• **Collected data entries**:
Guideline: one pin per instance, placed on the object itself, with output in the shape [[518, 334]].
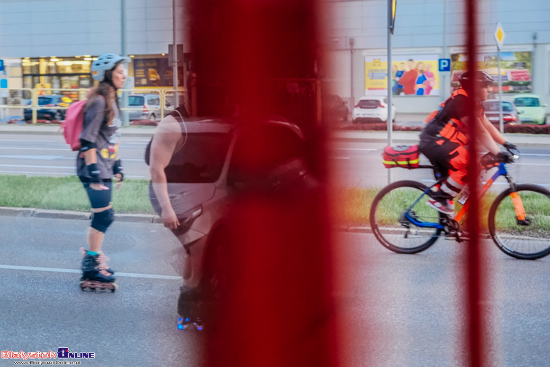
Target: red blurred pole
[[475, 330], [278, 309]]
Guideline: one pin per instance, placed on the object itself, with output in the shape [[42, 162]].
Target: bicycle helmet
[[105, 63], [479, 76]]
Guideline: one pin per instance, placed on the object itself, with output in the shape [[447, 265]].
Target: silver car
[[149, 107]]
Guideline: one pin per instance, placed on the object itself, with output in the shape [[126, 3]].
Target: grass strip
[[67, 193]]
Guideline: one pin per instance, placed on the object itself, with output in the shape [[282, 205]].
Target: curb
[[74, 215]]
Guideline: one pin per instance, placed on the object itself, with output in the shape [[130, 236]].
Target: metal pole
[[175, 55], [443, 77], [389, 119], [500, 93], [351, 43], [123, 52]]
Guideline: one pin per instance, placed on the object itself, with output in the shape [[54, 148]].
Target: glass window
[[136, 101], [527, 102], [201, 159]]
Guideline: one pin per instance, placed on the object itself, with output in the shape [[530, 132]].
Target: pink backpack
[[72, 126]]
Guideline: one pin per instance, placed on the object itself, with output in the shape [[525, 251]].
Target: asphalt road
[[408, 310], [394, 310], [355, 164], [44, 309]]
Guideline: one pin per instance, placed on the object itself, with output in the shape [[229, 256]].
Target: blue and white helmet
[[105, 63]]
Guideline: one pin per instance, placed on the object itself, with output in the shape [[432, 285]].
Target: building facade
[[51, 43], [429, 30]]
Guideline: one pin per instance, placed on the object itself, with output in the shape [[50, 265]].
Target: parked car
[[531, 109], [372, 109], [150, 107], [510, 115], [49, 113], [334, 107], [214, 165]]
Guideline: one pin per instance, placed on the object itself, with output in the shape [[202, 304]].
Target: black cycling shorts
[[98, 198]]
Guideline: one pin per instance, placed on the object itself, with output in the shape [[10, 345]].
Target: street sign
[[444, 64], [499, 35]]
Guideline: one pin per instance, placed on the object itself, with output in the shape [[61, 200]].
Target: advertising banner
[[411, 75], [515, 70], [155, 72]]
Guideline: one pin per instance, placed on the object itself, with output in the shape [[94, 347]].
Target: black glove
[[94, 172], [505, 157], [117, 169], [512, 148]]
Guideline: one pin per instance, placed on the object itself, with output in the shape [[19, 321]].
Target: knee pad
[[102, 220]]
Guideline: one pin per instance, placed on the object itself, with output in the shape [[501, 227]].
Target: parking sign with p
[[444, 64]]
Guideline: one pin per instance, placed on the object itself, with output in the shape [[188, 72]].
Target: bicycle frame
[[502, 171]]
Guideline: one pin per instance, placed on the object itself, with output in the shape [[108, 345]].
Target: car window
[[493, 106], [368, 103], [527, 102], [155, 101], [44, 100], [136, 101], [201, 158], [273, 146]]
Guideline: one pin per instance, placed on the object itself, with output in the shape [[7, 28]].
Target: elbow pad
[[87, 145]]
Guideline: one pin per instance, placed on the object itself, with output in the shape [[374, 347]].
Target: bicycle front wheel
[[529, 239], [391, 228]]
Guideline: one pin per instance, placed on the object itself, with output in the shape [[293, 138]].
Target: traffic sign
[[499, 35], [444, 64]]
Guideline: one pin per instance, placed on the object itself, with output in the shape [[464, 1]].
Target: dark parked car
[[334, 107], [50, 113], [510, 115]]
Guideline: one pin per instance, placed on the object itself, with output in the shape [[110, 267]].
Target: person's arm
[[483, 137], [93, 118], [163, 145], [493, 131]]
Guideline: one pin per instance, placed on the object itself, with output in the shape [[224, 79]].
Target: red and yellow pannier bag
[[405, 156]]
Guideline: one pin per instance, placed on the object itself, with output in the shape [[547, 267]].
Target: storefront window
[[57, 73]]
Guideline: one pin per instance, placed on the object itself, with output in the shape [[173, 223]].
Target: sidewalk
[[398, 137], [133, 131]]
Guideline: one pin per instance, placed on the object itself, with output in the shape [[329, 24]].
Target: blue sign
[[444, 64]]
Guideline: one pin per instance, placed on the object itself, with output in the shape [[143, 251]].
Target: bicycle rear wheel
[[527, 241], [395, 232]]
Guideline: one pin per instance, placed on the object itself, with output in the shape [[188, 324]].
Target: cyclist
[[444, 140]]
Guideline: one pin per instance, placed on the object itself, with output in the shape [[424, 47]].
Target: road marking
[[40, 157], [53, 174], [73, 271], [361, 149], [31, 166], [41, 149]]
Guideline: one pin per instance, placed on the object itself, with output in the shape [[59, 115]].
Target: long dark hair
[[105, 89]]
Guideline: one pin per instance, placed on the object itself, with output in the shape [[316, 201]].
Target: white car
[[372, 109]]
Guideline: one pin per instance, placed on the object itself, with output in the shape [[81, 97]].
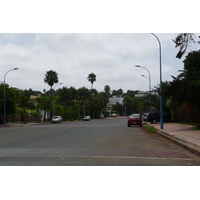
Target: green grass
[[150, 129]]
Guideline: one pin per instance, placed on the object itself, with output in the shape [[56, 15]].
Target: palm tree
[[91, 78], [51, 77], [107, 89]]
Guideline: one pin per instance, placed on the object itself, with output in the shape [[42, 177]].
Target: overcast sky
[[111, 56]]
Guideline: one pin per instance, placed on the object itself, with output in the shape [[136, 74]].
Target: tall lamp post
[[53, 96], [161, 111], [149, 83], [4, 122]]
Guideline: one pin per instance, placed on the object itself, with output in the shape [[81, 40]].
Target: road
[[107, 142]]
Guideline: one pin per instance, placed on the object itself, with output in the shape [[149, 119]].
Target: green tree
[[107, 89], [182, 41], [91, 78]]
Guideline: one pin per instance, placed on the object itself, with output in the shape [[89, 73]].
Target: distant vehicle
[[144, 116], [155, 117], [87, 118], [134, 119], [56, 119]]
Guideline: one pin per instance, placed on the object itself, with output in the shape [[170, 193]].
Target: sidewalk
[[186, 136]]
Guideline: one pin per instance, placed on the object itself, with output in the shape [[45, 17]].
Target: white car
[[87, 118], [56, 119]]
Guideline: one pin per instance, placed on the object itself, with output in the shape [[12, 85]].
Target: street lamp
[[53, 96], [4, 122], [149, 83], [161, 111]]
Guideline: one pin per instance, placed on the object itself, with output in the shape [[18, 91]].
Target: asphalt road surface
[[107, 142]]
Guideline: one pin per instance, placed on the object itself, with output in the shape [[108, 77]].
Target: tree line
[[180, 96]]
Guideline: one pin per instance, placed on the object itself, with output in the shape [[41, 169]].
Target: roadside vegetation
[[181, 96]]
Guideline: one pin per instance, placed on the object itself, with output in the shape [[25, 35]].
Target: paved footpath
[[186, 136]]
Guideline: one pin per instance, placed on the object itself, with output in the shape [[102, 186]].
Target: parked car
[[144, 116], [155, 117], [87, 118], [134, 119], [56, 119]]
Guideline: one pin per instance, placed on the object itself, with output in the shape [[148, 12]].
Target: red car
[[135, 119]]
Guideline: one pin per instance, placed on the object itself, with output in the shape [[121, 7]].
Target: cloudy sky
[[111, 56]]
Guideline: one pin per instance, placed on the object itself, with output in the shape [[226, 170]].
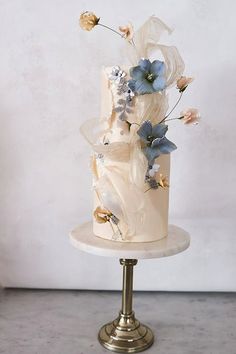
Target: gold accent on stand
[[126, 334]]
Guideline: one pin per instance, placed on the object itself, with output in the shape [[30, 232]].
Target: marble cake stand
[[126, 334]]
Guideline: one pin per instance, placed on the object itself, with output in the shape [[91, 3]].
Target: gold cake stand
[[126, 334]]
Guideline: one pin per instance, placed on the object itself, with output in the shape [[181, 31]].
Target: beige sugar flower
[[102, 215], [163, 181], [190, 116], [128, 31], [183, 82], [88, 20]]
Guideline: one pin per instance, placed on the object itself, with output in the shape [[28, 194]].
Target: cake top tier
[[136, 99]]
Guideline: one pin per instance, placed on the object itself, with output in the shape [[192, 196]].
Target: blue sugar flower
[[155, 142], [147, 77]]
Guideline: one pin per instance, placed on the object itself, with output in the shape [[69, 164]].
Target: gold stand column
[[126, 334]]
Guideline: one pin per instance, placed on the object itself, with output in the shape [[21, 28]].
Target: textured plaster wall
[[49, 84]]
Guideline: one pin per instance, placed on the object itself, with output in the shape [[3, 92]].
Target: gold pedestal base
[[125, 335]]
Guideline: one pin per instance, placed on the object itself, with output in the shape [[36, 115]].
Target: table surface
[[177, 241]]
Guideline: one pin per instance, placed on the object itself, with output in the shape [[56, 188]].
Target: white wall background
[[49, 84]]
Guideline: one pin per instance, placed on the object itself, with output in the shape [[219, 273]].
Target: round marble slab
[[83, 238]]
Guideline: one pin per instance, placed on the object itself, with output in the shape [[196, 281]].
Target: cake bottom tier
[[142, 215]]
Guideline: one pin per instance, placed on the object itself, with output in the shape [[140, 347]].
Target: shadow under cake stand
[[126, 334]]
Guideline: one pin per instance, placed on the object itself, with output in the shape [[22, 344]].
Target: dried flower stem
[[164, 119], [167, 120], [111, 29]]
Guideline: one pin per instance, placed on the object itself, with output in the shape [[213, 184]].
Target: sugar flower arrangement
[[145, 83]]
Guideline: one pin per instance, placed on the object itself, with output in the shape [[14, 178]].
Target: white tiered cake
[[131, 159], [119, 184]]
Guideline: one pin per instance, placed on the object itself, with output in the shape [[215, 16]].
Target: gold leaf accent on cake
[[163, 181], [94, 167], [128, 31], [102, 215]]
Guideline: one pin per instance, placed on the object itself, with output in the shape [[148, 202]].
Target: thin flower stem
[[167, 120], [164, 119], [111, 29], [147, 190], [135, 123]]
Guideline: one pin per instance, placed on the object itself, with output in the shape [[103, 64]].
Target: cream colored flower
[[183, 82], [88, 20], [102, 215], [163, 181], [128, 31], [190, 116]]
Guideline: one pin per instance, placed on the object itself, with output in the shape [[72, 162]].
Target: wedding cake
[[131, 152]]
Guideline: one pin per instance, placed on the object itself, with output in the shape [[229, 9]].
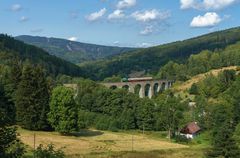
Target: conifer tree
[[32, 99], [7, 134], [63, 110]]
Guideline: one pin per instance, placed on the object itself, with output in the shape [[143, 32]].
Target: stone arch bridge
[[146, 88]]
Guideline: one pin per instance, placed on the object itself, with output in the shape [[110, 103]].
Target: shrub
[[48, 152]]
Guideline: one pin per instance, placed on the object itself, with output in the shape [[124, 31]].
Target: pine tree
[[63, 110], [8, 136], [32, 99]]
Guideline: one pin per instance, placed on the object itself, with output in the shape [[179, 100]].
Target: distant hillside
[[152, 59], [74, 52], [10, 47]]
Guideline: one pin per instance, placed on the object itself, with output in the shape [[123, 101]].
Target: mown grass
[[129, 144]]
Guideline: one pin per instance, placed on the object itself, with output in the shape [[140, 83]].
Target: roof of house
[[190, 128]]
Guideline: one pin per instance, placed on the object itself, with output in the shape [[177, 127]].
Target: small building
[[190, 130]]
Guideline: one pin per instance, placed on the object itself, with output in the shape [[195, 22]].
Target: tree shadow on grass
[[87, 133]]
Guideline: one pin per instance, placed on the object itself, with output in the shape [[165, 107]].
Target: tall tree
[[63, 110], [8, 136], [32, 99]]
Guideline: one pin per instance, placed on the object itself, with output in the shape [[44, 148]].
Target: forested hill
[[10, 47], [74, 52], [152, 59]]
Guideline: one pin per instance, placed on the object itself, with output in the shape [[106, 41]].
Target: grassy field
[[92, 143], [186, 85]]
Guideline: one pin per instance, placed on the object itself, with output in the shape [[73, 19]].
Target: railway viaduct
[[147, 88]]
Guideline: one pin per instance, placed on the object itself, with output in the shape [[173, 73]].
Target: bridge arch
[[137, 88], [156, 88], [126, 87], [147, 89], [113, 87]]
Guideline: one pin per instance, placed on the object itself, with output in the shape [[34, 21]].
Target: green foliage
[[14, 48], [75, 52], [201, 63], [236, 135], [9, 145], [48, 152], [193, 89], [169, 113], [32, 99], [63, 110], [223, 144], [151, 59], [145, 115]]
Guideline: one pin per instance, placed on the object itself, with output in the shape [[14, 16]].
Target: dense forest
[[73, 51], [32, 96], [151, 59], [9, 47], [201, 63]]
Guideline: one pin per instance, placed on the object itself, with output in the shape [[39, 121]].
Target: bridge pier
[[142, 91]]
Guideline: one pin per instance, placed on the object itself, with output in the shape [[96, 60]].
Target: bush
[[48, 152], [182, 139]]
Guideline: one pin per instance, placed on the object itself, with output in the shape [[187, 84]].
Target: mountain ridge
[[73, 51], [152, 59]]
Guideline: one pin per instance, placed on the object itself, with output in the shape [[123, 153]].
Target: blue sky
[[135, 23]]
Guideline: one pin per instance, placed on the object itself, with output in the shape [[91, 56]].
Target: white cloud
[[117, 14], [37, 30], [116, 43], [23, 19], [96, 15], [72, 38], [150, 15], [144, 45], [185, 4], [217, 4], [126, 4], [206, 4], [210, 19], [16, 7], [148, 30]]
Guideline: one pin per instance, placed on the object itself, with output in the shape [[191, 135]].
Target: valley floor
[[92, 143]]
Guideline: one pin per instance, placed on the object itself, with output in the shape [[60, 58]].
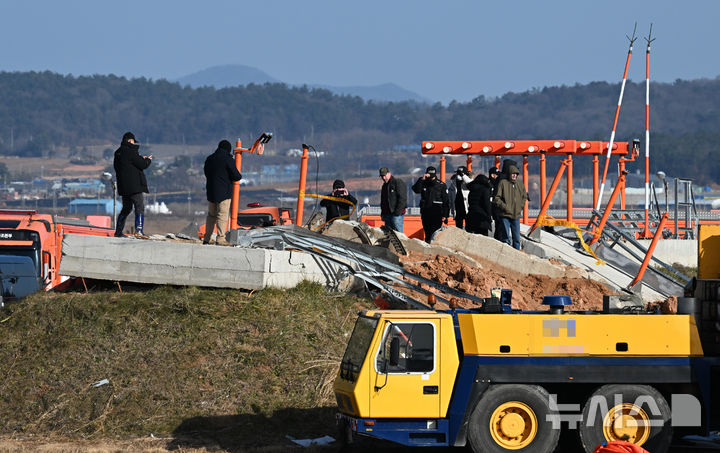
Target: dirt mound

• **Exercise task**:
Swap "Target" for "Item" in the stretch from the line containing "shape [[108, 77]]." through the line containing "[[135, 119]]", and write out only those lines with everything else left as it is.

• **Answer to this problem**:
Guideline: one pin per instance, placed on the object itself, with output in the shape [[108, 77]].
Item: tree line
[[180, 96]]
Guideline: one pin per instance, placed on the object itself, with output in the shape [[41, 169]].
Item: roadside vegetation
[[181, 96]]
Guideline: one pin per instance, placed on the object itself, with output in the shape [[25, 35]].
Item: paved footpath
[[186, 136]]
Guideline: one pin per instance, placed on the object itself, with output in the shape [[102, 186]].
Item: parked car
[[144, 116], [155, 117], [87, 118], [134, 119], [56, 119]]
Guideline: one pin per instance, placed on the object itself, with output in the shape [[148, 12]].
Item: red car
[[135, 119]]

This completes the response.